Tasks ->
[a] Decide whether each statement below agrees with the album review, answering yes or no for each and quoting the deciding words. (i) The reviewer names 'If Love' as the only weak track on the CD. (ii) The reviewer finds the second half of the CD more interesting than the first half. (iii) The reviewer says For Absent Friends really sound like Bon Jovi.
[b] Please carry on with the album review from its last sentence.

* start Passage to read *

For Absent Friends (FAF in short) is a Dutch Neo-Prog band, or rather, they used to be, because the Progressive elements are as good as gone on 'The Big Room'. Indeed, when I compare this album to the only other CD I have heard from them (namely 1996's 'Tintinnabulation'), you might think it's not the same band.

I have to say that I have the impression the band feels more at ease with less complicated songs like these. In this case the expression "less is more" is really at its place, as they are masters at writing Melodic Rock and Pop. The songs are fabulous if you're into old-fashioned commercial stuff à la Bon Jovi, that is. Not that they really sound like Bon Jovi, mind you. For Absent Friends are far better songsmith, to start with. Actually, even though the second half of the CD is slightly less interesting than the first half, there's almost no track on it that I would call filler material. After carefully listening to the CD a few times I feel there's only one weak track on the entire CD and that's the sappy ballad 'If Love' that pushed my blood sugar levels in the red. As far as I'm concerned they could've left it out, as the other ballad 'Silly love Song' is exceptionally strong. Another killer tracks is the opener 'We can not', with its very memorable chorus that's perfectly supported by a wah-pedal guitar riff.

* end Passage to read *
* start Data entries *

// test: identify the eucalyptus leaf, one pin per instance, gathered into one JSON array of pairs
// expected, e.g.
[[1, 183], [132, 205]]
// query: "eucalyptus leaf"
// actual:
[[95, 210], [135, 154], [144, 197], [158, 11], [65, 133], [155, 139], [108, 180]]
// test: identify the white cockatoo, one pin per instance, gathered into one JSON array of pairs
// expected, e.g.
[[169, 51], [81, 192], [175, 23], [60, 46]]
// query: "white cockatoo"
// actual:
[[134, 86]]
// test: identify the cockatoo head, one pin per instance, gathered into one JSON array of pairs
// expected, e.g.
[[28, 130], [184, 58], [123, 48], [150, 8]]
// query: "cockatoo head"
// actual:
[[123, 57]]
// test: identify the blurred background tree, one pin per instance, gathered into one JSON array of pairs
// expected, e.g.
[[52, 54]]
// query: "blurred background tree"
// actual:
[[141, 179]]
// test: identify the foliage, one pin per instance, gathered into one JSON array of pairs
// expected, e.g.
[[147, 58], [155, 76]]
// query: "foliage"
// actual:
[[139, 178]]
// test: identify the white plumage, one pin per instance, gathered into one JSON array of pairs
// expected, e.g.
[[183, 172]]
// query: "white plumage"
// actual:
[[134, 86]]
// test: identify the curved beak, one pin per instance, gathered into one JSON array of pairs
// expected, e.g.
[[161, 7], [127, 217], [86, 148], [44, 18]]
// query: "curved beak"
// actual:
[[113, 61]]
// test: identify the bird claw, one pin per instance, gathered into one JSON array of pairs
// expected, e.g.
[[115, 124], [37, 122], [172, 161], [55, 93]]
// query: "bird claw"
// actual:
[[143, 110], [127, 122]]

* end Data entries *

Response list ->
[a]
(i) Yes: "I feel there's only one weak track on the entire CD and that's the sappy ballad 'If Love'"
(ii) No: "the second half of the CD is slightly less interesting than the first half"
(iii) No: "Not that they really sound like Bon Jovi, mind you."

[b]
In my opinion the band most resembling FAF is Crowded House. This is in part due to the type of vocal melodies and the voice of new vocalist Hans van Lint who has a very melodic and melancholic sounding voice and a similar emotional (but not overdone) singing style. Imagine Crowded House heading somewhat into AOR-territory, and you get an idea of what your typical FAF-song sounds like.

In short, this is something for the Pop, Melodic Rock and AOR fan alike. Neo-Proggers might still want to lend it an ear well, as long as they keep in mind that it's very light on the Prog side.